(Data records)
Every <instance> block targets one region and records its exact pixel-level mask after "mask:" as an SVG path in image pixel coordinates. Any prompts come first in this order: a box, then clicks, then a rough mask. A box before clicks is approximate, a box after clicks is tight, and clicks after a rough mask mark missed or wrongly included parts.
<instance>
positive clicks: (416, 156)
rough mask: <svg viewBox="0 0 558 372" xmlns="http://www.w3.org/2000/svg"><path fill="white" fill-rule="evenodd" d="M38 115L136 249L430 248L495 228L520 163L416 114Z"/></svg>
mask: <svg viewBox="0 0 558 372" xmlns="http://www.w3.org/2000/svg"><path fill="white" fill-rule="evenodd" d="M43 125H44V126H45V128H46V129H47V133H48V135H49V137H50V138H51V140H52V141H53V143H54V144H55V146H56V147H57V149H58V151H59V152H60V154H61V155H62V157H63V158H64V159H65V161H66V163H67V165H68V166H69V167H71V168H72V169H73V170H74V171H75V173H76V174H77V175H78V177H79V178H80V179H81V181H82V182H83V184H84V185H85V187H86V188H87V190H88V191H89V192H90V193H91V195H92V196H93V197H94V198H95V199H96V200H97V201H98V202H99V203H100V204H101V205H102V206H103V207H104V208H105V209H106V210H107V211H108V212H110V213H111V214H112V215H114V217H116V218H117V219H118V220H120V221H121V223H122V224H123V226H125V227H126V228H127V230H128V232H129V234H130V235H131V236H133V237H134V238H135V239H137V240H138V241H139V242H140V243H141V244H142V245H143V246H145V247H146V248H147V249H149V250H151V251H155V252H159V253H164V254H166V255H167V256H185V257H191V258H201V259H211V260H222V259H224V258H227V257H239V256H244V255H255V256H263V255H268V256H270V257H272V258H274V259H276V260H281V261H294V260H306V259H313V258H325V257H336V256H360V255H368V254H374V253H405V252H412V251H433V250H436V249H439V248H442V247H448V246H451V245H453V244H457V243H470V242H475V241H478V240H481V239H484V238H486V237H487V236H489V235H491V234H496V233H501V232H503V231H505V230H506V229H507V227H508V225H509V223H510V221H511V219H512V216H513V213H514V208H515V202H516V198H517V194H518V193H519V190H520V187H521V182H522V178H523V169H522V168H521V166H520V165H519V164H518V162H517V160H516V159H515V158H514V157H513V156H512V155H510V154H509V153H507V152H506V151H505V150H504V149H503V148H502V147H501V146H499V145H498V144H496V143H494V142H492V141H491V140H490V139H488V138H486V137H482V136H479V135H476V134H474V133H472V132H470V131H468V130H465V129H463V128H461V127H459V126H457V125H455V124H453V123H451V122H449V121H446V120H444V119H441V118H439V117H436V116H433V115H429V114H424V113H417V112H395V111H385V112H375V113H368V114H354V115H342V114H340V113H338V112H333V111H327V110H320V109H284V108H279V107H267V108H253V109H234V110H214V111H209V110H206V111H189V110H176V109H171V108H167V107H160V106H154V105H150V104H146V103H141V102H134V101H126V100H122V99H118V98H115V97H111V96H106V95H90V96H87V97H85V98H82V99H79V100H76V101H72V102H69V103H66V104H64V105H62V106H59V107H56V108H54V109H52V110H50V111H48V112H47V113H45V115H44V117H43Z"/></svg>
(End Data records)
Assignment - Output every entry shown above, exactly.

Exercise solution -
Every <instance> block targets one region and records its exact pixel-level mask after "mask:" as an SVG path in image pixel coordinates. Any prompts come first in this order: a box, then clicks, then a rough mask. A box before clicks is approximate, a box after clicks is tight, and clicks after a rough mask mark missed or wrongly included parts.
<instance>
positive clicks: (416, 156)
rough mask: <svg viewBox="0 0 558 372" xmlns="http://www.w3.org/2000/svg"><path fill="white" fill-rule="evenodd" d="M38 115L136 249L430 248L495 228L520 163L416 114Z"/></svg>
mask: <svg viewBox="0 0 558 372" xmlns="http://www.w3.org/2000/svg"><path fill="white" fill-rule="evenodd" d="M43 125H44V126H45V128H46V129H47V133H48V135H49V137H50V138H51V140H52V141H53V143H54V144H55V146H56V147H57V149H58V151H59V152H60V154H61V155H62V157H63V158H64V159H65V161H66V163H67V165H68V166H69V167H71V168H72V169H73V170H74V171H75V173H76V174H77V175H78V177H79V178H80V179H81V181H82V182H83V184H84V185H85V187H86V188H87V190H88V191H89V192H90V193H91V195H92V196H93V197H94V198H95V199H96V200H97V201H98V202H99V203H100V204H101V205H102V206H103V207H104V208H105V209H106V210H107V211H108V212H110V213H111V214H112V215H114V217H116V218H117V219H118V220H120V221H121V223H122V224H123V226H125V227H126V228H127V230H128V232H129V234H130V235H131V236H133V237H134V238H135V239H137V240H138V241H139V242H140V243H141V244H142V245H143V246H145V247H146V248H147V249H149V250H151V251H155V252H159V253H164V254H166V255H167V256H185V257H191V258H201V259H211V260H222V259H224V258H227V257H239V256H244V255H255V256H263V255H268V256H270V257H272V258H274V259H276V260H281V261H294V260H306V259H313V258H325V257H336V256H360V255H368V254H374V253H405V252H412V251H433V250H436V249H439V248H442V247H448V246H451V245H453V244H457V243H470V242H475V241H478V240H481V239H484V238H486V237H487V236H489V235H491V234H496V233H501V232H503V231H505V230H506V229H507V227H508V225H509V223H510V221H511V219H512V216H513V213H514V208H515V202H516V198H517V194H518V193H519V190H520V187H521V182H522V178H523V169H522V168H521V166H520V165H519V164H518V162H517V160H516V159H515V158H514V157H513V156H512V155H510V154H509V153H507V152H506V151H505V150H504V149H503V148H502V147H501V146H499V145H498V144H496V143H494V142H492V141H491V140H490V139H488V138H486V137H482V136H479V135H476V134H474V133H472V132H470V131H468V130H465V129H463V128H461V127H459V126H457V125H455V124H453V123H451V122H449V121H446V120H444V119H441V118H439V117H436V116H433V115H429V114H424V113H417V112H395V111H385V112H375V113H368V114H354V115H342V114H340V113H338V112H333V111H327V110H320V109H284V108H279V107H267V108H253V109H234V110H214V111H209V110H206V111H189V110H176V109H171V108H167V107H160V106H154V105H150V104H146V103H141V102H134V101H126V100H122V99H118V98H115V97H111V96H106V95H90V96H87V97H85V98H82V99H79V100H76V101H72V102H69V103H66V104H64V105H62V106H59V107H56V108H54V109H52V110H50V111H48V112H47V113H45V115H44V117H43Z"/></svg>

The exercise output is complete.